### Esercizio 1:
Riassumi in forma più breve il paragrafo che comincia con "Sono però da stimare" nel testo sul combattimento spirituale, mantenendone i fatti principali.
### Esercizio 2:
Prosegui il testo sul combattimento spirituale dopo l'ultima frase riportata.

### Testo di partenza:
Il combattimento spirituale |
Figliuola, non mi contento che tu non schivi le occasioni che ti si fanno incontro per l'acquisto della virtù, ma voglio che come cosa di gran valore e di grande stima siano a volte da te cercate e abbracciate sempre lietamente, appena si presentano; e voglio che tu reputi più preziose e care quelle che sono più spiacevoli per la tua sensibilità: questo ti verrà concesso con l'aiuto divino, se ti imprimerai bene nella mente le seguenti considerazioni.
L'una è che le occasioni sono mezzi proporzionati, anzi necessari, per acquistare le virtù.
Per cui quando tu chiedi queste al Signore, di conseguenza chiedi anche quelle, altrimenti la tua preghiera sarebbe vana e tu verresti a contraddire te stessa e a tentare Dio, poiché egli ordinariamente non dà la pazienza senza le tribolazioni né l'umiltà senza i disprezzi.
La stessa cosa si può dire di tutte le altre virtù, che si conseguono senza dubbio per mezzo delle contrarietà.
Essi ci sono di tanto maggior aiuto per questo scopo, che ci devono essere perciò tanto più care e gradite quanto più sono faticose: infatti gli atti che noi facciamo in tali casi più sono generosi e forti, più agevolmente e più presto ci aprono la strada alla virtù.
Sono però da stimare e da non lasciare senza il loro esercizio anche le minime occasioni, come di uno sguardo o di una parola contro la nostra volontà, poiché gli atti che vi si fanno sono più frequenti benché meno intensi di quelli che sono da noi prodotti nelle difficoltà importanti.
L'altra considerazione accennata anche sopra è questa: tutte le cose che ci succedono vengono da Dio per nostro beneficio e perché noi ne ricaviamo frutto.
E quantunque di queste cose alcune che sono mancanze nostre o di altri, come dicemmo pure in altro luogo, non si può dire che siano di Dio, che non vuole il peccato, sono però da Dio in quanto egli le permette e non le impedisce, pur potendolo fare.
Tutte le afflizioni e le pene che ci capitano o per nostri difetti o per malignità altrui sono da Dio e di Dio, poiché egli in quelle interviene.
E ciò che non vorrebbe che si facesse in quanto contiene deformità grandemente odiosa ai suoi occhi purissimi, vuole che si patisca per quel bene di virtù che noi ne possiamo trarre e per altre giuste cause a noi occulte.

### Record estratti:
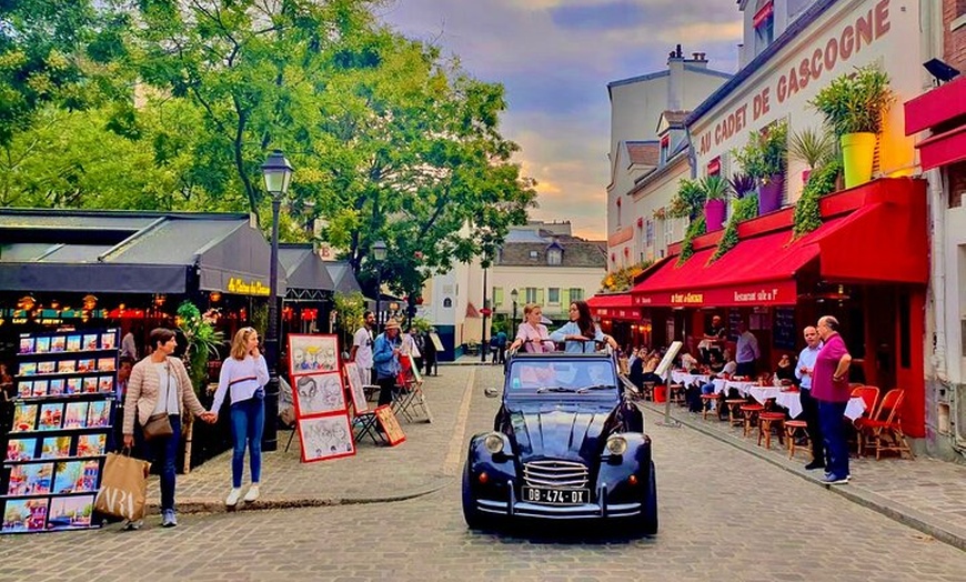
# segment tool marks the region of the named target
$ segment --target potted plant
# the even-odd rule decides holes
[[[788,155],[808,167],[802,172],[802,182],[807,183],[812,171],[833,160],[836,153],[835,139],[828,131],[805,128],[788,137]]]
[[[761,132],[753,132],[748,143],[734,152],[744,171],[758,183],[758,214],[782,207],[787,151],[788,124],[776,121]]]
[[[721,175],[707,175],[698,181],[698,188],[704,192],[704,222],[707,232],[721,230],[724,224],[728,194],[728,182]]]
[[[876,139],[893,101],[888,73],[872,63],[836,77],[808,102],[841,141],[845,188],[872,179]]]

### Risposta 1:
Vanno apprezzate ed esercitate anche le occasioni più piccole, come uno sguardo o una parola contrari alla nostra volontà. Gli atti che vi si compiono sono meno intensi di quelli delle grandi difficoltà, ma più frequenti.

### Risposta 2:
Perciò, essendo noi più che certi che il Signore vuole che sosteniamo volentieri qualunque molestia ci venga dalle altrui o anche dalle nostre ingiuste azioni, il dire, come per una siffatta scusa della loro impazienza dicono molti, che Dio non vuole anzi aborrisce le cose mal fatte, non è altro che coprire la propria colpa con un vano pretesto e rifiutare la croce: infatti non possiamo negare che a lui piace che noi la portiamo ( cfr. Lc 9,23 ).
Anzi dico di più: in confronto al resto, il Signore ama più in noi la sopportazione di quelle pene che derivano dall'iniquità degli uomini, specialmente se sono stati prima serviti e beneficati, anziché le molestie che procedono da altre penose circostanze.
E ciò sia perché ordinariamente più in quelle che in queste la natura superba si reprime e sia ancora perché, sostenendole noi volentieri, accontentiamo ed esaltiamo pienamente il nostro Dio, cooperando con lui in una cosa dove sommamente splendono la sua ineffabile bontà e onnipotenza: essa consiste nel cogliere dal pestifero veleno della malizia e del peccato il prezioso e saporito frutto della virtù e del bene.
Perciò sappi, figliuola, che non appena il Signore scopre in noi il vivo desiderio di riuscire davvero e di attendere come si deve a così glorioso acquisto, subito ci prepara il calice delle più forti tentazioni e delle occasioni più dure possibili perché a suo tempo lo prendiamo.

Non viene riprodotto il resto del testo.